- Text to read -
+ + + + + + +
# Is it organic or not ?



## Buckwheat (Jan 7, 2020)

I’m using FoxFarm Grow Big and Tiger Bloom liquid plant food , are they considered organic ?
I’m using FoxFarm Happy Frog potting soil ! Is it absolutely necessary to fertilize my plants or can I just use plain water ? My plants are very healthy and show no sign of deficiency! I’m also wondering if you are supposed to use this potting soil straight or mix in other ingredients ? Ive been adding perlite !


----------



## oldfogey8 (Jan 7, 2020)

According to their website, these are the products they sell that are organic

https://foxfarm.com/product-category/for-organic-gardening

I’ve not used Happy Frog but I would plan on feeding your plants


----------



## Rosebud (Jan 7, 2020)

Happy frog has enough nutes to last about 4 weeks. Please feed your plants. Some of FF is organic and some isnt. You will have to check on the bottles.


----------



## novitius (Jan 7, 2020)

Hey Buckwheat! If you're wanting to go into organics you may want to avoid bottled nutes.  Lots of people don't trust them, me included lol. You can add amendments to your soil, absolutely. Perlite is great for helping with drainage. Humic acid, guanos and rock dusts all come in handy. When your growing organically you want to feed the soil, not the plant. Personally, I've been using teas made of liquid Kelp and compost. I've also been using worm castings. Oh, always water with distilled water! The chlorine will kill your micro herd.


----------



## The Hemp Goddess (Jan 7, 2020)

Grow Big and Tiger Bloom are NOT organic.  So, you are going to have to decide if you want to keep feeding them chemical nutrients or if you want to go organic.  Just like there is not such thing as "kinda pregnant", there is no such thing as kinda organic.  So, either all your products are organic and you develop great microbe herds or you use chemical fertilizers.  Using any kind of chemical fertilizers will kill or damage the microbes if you are organic.

Like Rosebud mentioned, the Happy Frog soil will take you for a few weeks, but you are going to need to feed your plants.  When they are small, their nutrient needs aren't great, but as the get bigger and start flowering, they need food.  You may want to check out making up a super soil for your next grow.  Like Novitus, I do not use bottled nutrients, but enhance my soil with additives and use teas.  While you do not need to use distilled water, you do need water without chlorine.  This is true whether you have an organic grow or not.  Plants do not like chlorine.  If you let your water sit out for 24 hours or so, the chlorine will evaporate out.  This is not true of chloramine however.

Good luck with your grow!


----------



## oldfogey8 (Jan 7, 2020)
+ + + + + + +
[Examples of point labeling]
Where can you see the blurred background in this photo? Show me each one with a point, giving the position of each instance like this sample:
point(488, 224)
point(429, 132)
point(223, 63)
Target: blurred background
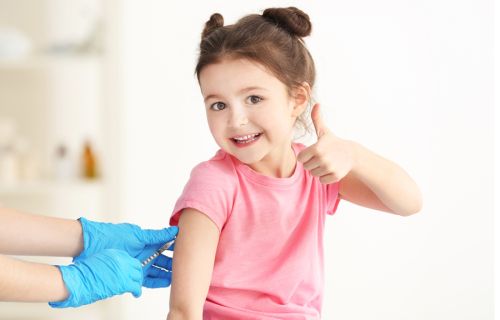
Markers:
point(101, 116)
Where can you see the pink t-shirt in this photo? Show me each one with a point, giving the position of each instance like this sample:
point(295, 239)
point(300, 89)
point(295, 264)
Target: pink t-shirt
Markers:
point(269, 260)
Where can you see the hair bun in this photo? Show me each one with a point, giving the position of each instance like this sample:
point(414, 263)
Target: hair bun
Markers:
point(216, 21)
point(293, 20)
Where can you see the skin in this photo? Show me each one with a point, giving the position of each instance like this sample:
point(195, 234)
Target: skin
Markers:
point(28, 281)
point(236, 107)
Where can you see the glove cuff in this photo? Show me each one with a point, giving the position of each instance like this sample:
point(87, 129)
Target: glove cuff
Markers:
point(86, 232)
point(72, 286)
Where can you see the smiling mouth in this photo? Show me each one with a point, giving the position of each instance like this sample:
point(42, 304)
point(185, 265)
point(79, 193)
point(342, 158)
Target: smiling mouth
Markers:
point(246, 138)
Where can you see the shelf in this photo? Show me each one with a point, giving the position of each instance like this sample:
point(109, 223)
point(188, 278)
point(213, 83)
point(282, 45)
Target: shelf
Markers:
point(50, 60)
point(47, 187)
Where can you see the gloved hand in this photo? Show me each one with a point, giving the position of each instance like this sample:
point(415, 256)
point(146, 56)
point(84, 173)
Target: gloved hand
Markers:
point(102, 275)
point(128, 237)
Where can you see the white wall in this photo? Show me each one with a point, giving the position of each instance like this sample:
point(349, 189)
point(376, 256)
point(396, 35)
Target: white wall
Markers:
point(411, 80)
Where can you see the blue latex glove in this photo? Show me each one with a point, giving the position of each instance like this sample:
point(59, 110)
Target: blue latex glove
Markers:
point(128, 237)
point(100, 276)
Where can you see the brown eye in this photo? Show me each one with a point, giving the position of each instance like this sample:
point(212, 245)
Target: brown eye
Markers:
point(218, 106)
point(254, 99)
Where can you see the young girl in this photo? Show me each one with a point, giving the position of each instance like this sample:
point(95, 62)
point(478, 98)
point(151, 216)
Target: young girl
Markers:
point(251, 219)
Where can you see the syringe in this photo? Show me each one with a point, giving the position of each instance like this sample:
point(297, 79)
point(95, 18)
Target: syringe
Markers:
point(157, 253)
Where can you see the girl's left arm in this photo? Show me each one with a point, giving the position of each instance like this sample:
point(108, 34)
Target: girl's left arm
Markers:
point(365, 178)
point(380, 184)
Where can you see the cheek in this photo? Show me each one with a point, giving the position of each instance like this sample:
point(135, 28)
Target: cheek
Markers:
point(216, 126)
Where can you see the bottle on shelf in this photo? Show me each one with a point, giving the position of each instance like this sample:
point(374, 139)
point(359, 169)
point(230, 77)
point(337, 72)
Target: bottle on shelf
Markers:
point(89, 162)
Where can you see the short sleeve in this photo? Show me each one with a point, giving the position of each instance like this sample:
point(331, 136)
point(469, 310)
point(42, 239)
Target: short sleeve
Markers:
point(210, 190)
point(333, 198)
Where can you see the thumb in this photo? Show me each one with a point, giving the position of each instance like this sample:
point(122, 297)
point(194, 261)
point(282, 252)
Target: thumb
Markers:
point(317, 120)
point(159, 236)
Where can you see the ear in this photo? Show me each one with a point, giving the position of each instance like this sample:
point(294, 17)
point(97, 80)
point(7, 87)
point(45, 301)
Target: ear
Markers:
point(300, 96)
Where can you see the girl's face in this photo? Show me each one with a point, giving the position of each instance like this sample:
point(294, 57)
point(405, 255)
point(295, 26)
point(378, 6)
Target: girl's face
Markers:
point(249, 111)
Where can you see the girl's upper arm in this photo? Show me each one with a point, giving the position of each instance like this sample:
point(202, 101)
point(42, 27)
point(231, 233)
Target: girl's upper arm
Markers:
point(193, 263)
point(353, 190)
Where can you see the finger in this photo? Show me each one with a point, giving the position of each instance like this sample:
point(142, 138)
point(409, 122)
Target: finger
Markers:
point(329, 178)
point(172, 247)
point(159, 236)
point(317, 120)
point(306, 154)
point(313, 163)
point(320, 171)
point(154, 283)
point(163, 262)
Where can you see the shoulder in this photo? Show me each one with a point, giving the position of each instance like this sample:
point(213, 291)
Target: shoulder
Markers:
point(219, 170)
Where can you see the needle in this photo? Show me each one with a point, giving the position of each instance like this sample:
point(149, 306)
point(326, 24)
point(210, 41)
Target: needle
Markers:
point(157, 253)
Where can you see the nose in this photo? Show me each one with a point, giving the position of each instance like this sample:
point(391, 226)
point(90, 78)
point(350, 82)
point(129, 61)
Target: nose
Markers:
point(237, 117)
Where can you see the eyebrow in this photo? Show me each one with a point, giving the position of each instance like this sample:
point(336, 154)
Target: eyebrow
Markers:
point(210, 96)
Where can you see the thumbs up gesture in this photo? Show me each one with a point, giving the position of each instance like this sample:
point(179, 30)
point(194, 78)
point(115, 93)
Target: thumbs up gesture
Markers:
point(330, 158)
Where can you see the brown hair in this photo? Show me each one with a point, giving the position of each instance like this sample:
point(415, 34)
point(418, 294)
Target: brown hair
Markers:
point(273, 39)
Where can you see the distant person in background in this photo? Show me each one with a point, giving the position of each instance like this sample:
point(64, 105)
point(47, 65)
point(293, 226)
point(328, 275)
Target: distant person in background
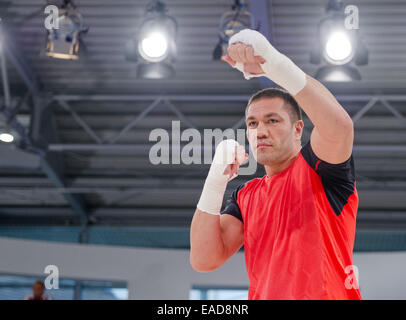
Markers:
point(38, 290)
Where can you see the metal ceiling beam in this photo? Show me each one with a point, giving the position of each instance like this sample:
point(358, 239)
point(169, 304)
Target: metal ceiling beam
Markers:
point(259, 9)
point(42, 133)
point(18, 60)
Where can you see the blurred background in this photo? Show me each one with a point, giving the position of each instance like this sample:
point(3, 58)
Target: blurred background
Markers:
point(84, 83)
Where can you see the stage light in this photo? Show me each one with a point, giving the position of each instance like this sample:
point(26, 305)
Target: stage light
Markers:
point(232, 22)
point(153, 47)
point(64, 42)
point(337, 48)
point(6, 137)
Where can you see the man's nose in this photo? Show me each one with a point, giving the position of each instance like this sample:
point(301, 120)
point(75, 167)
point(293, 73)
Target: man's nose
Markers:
point(261, 131)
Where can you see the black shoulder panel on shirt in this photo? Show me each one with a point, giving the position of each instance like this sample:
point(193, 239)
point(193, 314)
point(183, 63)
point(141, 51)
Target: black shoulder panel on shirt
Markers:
point(338, 180)
point(232, 206)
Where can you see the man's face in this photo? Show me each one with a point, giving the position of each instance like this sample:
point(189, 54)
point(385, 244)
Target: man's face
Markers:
point(270, 131)
point(37, 290)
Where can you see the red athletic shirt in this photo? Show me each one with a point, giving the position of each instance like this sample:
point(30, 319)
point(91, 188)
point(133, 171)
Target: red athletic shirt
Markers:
point(299, 229)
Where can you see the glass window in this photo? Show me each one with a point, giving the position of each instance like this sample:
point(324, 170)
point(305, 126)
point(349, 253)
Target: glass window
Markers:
point(218, 294)
point(20, 288)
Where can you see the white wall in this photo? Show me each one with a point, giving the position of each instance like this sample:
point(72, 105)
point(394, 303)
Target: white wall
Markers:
point(166, 274)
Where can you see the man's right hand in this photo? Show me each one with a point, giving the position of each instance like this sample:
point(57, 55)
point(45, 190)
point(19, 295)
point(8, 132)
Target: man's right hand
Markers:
point(227, 159)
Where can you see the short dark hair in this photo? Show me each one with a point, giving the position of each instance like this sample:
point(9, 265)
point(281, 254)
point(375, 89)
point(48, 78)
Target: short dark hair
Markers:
point(293, 108)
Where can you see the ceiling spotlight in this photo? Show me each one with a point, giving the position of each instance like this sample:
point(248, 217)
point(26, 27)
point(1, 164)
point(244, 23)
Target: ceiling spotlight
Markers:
point(64, 42)
point(232, 22)
point(337, 47)
point(154, 45)
point(6, 137)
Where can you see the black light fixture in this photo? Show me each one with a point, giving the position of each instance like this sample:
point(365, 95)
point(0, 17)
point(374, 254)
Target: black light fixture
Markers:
point(231, 22)
point(65, 41)
point(337, 48)
point(154, 45)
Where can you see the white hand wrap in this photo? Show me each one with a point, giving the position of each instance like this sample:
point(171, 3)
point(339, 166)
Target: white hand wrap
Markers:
point(277, 67)
point(216, 181)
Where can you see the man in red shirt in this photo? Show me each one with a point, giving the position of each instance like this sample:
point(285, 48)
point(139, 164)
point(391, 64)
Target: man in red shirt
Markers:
point(297, 223)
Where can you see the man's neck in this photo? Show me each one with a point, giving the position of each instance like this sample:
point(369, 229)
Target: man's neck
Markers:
point(278, 167)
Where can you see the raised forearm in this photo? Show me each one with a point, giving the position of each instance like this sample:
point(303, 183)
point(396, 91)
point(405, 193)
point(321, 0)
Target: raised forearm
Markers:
point(207, 251)
point(323, 110)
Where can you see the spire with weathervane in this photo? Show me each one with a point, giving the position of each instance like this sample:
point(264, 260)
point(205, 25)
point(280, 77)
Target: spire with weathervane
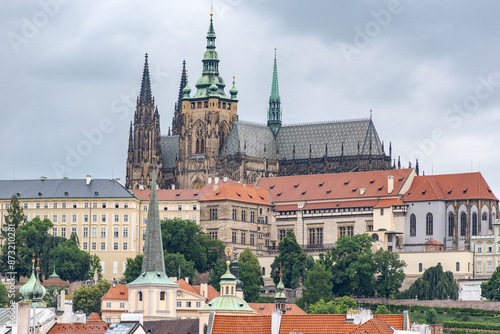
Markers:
point(274, 111)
+ + + + + + +
- What you need to do -
**a)** In the forum thread about organic feeding, how long does Happy Frog potting soil have enough nutrients to last?
**b)** Proceed with the forum thread about organic feeding, starting right after its final line.

- Answers in order -
**a)** About 4 weeks.

**b)**
A word of warning about distilled or filtered water. You will probably need to add calcium and magnesium. I found out that out when I used filtered water last grow. I just let my water sit out for a few days to let the chlorine evaporate. If your water is treated with chloramine though you may need to go with filtered/ro/distilled. I have read that chloramine does not evaporate well. I used General Organics organic nutrient line and though it is liquid(and the organicness May be questionable) it has worked for me. I only do small grows so I don’t need a lot. Some folks here use kelp4less for their dry amendment source.

Edit:THG beat me to it...


----------



## Buckwheat (Jan 7, 2020)

Thanks to all of you hippies for the excellent info and advice !
MP is awesome ! I would like to use bat guano , worm casting and possibly steer manure ! I’ve seen many recipes on this site and will start experimenting ! I’m going to start using distilled H2O and see if it makes a difference ! The last thing I want is to kill my microbe herds ! That why I wanted to know whether or not I was organic ! I’ll use my used Liquid fertilizer on my house plants and perennials ! Thanks again !
I’m still looking for Spanky and Alfalfa ! Anybody seen um?


----------



## 2RedEyes (Jan 7, 2020)

Careful adding a lot of manure based nitrogen...it needs to compost a bit before it’s ready for consumption by plants...


----------



## Keef (Jan 7, 2020)

I farm the beneficial microbes in Voodoo Juice in my aeropoonics boxes -- They take care of my plants -- Don't know if that is organic or not but live verus dead res. I gotta have my live water !--I'm out right now and it sux -- but once a month nute res change only innoculate with it when starting a fresh box --  Something go wrong -- My fault ?- Your fault ?- Nobody's fault ? -- Throw that nute water out clean the box and mix a fresh batch -- rinse the roots off and put them back in the box  !- Aero ?- Sound all high tech ?-- $50 a box - run them until they fall apart only changing the nute water -- 12 gallons in each 35 gallon box spray straight up at the roots - So is it Organic ?-- If this formula is not I could adapt and next run could be but why fix something that ain't broke ?--


----------



## burnin1 (Jan 7, 2020)

Composted steer manure has a lot of salt I am told.    I used to use chicken manure on my tomatoes with good results.  However tomatoes and cannabis are different.  I would stick with the bat guano if you want to use manure.


----------



## AladinSane (Mar 30, 2020)

Use only Advanced line of organic nutes and Sunshine Mix # 4 for soilless organic gardening. Also only water from the bottom of the pots. Never had any bugs in 9 years of indoor growing.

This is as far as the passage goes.